▶ [Source material]:
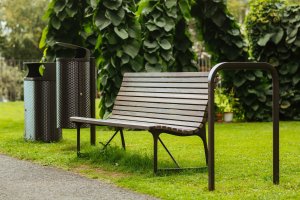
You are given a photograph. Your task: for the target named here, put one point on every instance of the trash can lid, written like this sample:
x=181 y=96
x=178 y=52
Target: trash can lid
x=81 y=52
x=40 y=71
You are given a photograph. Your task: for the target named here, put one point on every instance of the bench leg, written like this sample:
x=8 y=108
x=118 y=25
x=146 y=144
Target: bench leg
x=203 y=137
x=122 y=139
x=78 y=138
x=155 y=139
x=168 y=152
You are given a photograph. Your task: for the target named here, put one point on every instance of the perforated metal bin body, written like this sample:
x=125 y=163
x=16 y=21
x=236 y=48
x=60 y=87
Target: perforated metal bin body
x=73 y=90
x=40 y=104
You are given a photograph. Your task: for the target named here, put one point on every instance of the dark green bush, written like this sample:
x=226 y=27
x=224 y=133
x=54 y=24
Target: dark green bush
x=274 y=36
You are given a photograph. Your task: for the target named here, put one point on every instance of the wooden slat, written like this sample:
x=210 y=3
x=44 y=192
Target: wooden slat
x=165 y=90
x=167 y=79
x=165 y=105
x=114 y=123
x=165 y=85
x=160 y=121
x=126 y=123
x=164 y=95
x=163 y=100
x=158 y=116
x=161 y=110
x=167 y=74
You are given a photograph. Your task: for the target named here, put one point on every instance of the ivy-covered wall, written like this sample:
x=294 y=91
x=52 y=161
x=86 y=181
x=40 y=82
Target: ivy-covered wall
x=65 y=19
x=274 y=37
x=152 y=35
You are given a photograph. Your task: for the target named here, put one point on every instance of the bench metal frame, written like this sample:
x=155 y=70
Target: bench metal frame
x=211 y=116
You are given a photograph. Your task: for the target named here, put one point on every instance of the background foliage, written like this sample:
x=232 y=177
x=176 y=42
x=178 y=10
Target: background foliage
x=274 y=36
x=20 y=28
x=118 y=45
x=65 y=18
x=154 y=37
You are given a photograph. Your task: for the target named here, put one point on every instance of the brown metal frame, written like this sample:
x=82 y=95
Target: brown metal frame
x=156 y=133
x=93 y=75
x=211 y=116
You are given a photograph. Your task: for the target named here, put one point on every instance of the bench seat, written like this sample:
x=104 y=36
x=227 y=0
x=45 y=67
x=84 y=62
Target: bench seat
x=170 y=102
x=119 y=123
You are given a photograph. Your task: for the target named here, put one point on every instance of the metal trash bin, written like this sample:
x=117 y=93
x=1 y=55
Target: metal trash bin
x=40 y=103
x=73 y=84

▶ [Exercise objective]:
Return, from the data, each line that has the word "Your" in it.

▶ [Answer section]:
You are given a photograph. Your task: for the target named here, put one point on every instance of the trash can lid, written like this sample:
You are given a photograph. Your task: for the target named here, put one point on every instance of the bench leg, written like this sample:
You are given a photograph. Your task: for the target named here, put one point on every instance of the perforated metal bin body, written like this sample:
You are given a photograph. Your task: for the target named here, put one point on every instance of the dark green bush, written like this sample:
You are given a photograph. Your task: for the target named here, put one point on every instance of the wooden slat, written like this sample:
You are given a photograph. Your task: for the target named here, put one point on every instance of the ivy-covered wall, written like this sample:
You are given a photograph. Your task: for the target named here, put one point on every instance of the bench metal frame, written like this sample:
You are given a photograph. Your task: for the target named here, put one point on every instance of the background foliage, written like this sample:
You are given a photograph. Your task: for the target named here, put one point on every instance of the brown metal frame, written like this sample:
You are given a photograph. Your task: for the target named here, put one point on every instance of the bench seat, written like this sample:
You are given a photograph. Your task: for the target named here, put one point on every instance of the metal trash bin, written like this sample:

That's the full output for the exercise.